• [OBJECTIVE]: Retype the records that come next, word for word.

• [DATASET ROWS]:

____

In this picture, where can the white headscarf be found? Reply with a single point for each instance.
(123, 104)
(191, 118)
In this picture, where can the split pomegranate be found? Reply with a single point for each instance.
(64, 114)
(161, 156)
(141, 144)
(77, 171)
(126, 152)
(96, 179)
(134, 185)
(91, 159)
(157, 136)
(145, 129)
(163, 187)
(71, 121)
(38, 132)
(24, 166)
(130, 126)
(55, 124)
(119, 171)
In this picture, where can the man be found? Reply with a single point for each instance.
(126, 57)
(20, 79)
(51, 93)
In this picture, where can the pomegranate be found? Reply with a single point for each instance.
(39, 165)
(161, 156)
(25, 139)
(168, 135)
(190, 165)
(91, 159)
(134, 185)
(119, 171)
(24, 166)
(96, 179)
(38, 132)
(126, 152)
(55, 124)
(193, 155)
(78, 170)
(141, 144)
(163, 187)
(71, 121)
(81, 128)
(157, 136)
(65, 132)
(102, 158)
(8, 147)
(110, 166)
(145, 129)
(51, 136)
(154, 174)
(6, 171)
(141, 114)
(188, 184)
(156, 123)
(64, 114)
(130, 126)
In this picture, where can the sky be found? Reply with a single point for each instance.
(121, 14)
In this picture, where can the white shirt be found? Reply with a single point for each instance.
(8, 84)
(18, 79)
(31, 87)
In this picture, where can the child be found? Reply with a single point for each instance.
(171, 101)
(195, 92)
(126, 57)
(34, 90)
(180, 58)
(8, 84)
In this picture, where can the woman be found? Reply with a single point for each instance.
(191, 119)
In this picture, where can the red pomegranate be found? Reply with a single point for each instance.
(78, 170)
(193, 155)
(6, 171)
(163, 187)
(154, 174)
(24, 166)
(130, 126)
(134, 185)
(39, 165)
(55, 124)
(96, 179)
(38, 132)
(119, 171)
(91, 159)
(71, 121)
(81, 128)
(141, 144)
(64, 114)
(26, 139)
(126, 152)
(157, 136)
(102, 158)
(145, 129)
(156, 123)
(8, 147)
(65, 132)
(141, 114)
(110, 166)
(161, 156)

____

• [OUTPUT FOR THIS EXERCISE]:
In this picture, where can the white headscarf be found? Reply with a single point for each instance.
(123, 104)
(191, 118)
In this picture, where can the split pomegranate be found? Reply with a single point for each instance.
(64, 114)
(161, 156)
(141, 144)
(77, 171)
(126, 152)
(96, 179)
(134, 185)
(91, 159)
(157, 136)
(145, 129)
(163, 187)
(71, 121)
(38, 132)
(24, 166)
(130, 126)
(55, 124)
(119, 171)
In this picture, where can the man be found? Reply with a single point for each instance.
(126, 57)
(20, 79)
(51, 93)
In this picture, where can the pomegranate be found? Reply with a single point for each instance.
(39, 165)
(161, 156)
(25, 139)
(168, 135)
(190, 165)
(91, 159)
(134, 185)
(119, 171)
(24, 166)
(96, 179)
(38, 132)
(126, 152)
(55, 124)
(193, 155)
(78, 170)
(141, 144)
(163, 187)
(71, 121)
(81, 128)
(157, 136)
(65, 132)
(102, 158)
(8, 147)
(110, 166)
(145, 129)
(51, 136)
(154, 174)
(6, 171)
(141, 114)
(188, 184)
(156, 123)
(64, 114)
(130, 126)
In this picture, where can the sky be found? Reply with a single point for each instance.
(121, 14)
In this picture, where can the white shirt be found? Reply with a single point for each instance.
(8, 84)
(18, 79)
(31, 87)
In this picture, where can the child be found? Reply with a single point for each instance.
(171, 101)
(195, 92)
(126, 57)
(34, 90)
(180, 58)
(8, 84)
In this picture, where can the woman be found? Reply with a single point for each instance.
(191, 119)
In this picture, where can the red pomegranate be found? Reply with a single point for each instance.
(78, 170)
(193, 155)
(6, 171)
(163, 187)
(154, 174)
(24, 166)
(130, 126)
(134, 185)
(39, 165)
(55, 124)
(96, 179)
(38, 132)
(119, 171)
(91, 159)
(71, 121)
(81, 128)
(141, 144)
(64, 114)
(26, 139)
(126, 152)
(157, 136)
(102, 158)
(145, 129)
(156, 123)
(8, 147)
(65, 132)
(141, 114)
(110, 166)
(161, 156)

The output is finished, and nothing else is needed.